Provided records:

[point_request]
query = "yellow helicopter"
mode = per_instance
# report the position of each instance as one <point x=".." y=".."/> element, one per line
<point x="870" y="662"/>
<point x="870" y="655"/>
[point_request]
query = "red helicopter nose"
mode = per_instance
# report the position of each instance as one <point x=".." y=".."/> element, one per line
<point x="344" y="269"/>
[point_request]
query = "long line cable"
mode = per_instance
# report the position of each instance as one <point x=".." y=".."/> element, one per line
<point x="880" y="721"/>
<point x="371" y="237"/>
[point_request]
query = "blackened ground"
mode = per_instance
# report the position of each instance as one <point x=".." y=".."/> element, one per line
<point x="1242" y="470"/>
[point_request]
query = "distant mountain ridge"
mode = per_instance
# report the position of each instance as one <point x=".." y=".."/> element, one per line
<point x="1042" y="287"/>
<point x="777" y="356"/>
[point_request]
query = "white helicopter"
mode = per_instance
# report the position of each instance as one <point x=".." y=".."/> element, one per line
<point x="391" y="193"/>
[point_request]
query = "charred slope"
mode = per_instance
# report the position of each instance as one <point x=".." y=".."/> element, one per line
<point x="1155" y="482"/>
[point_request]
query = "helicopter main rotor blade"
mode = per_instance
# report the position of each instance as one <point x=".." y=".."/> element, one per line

Directions:
Where a line above holds the string "query", copy that line.

Result for this task:
query = "yellow helicopter"
query = "red helicopter nose"
query = "long line cable"
query = "blackened ground"
query = "distant mountain ridge"
query = "white helicopter"
query = "charred slope"
query = "helicopter main rotor blade"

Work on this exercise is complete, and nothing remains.